Source data
------------------------------------------------------------------------
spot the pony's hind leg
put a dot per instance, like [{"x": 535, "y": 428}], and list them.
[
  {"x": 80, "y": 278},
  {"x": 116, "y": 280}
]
------------------------------------------------------------------------
> **EXERCISE BRIEF**
Repeat the entries above word for word, with no changes.

> **SOLVED EXERCISE**
spot the pony's hind leg
put a dot per instance, like [{"x": 535, "y": 428}], and list them.
[
  {"x": 80, "y": 278},
  {"x": 116, "y": 280}
]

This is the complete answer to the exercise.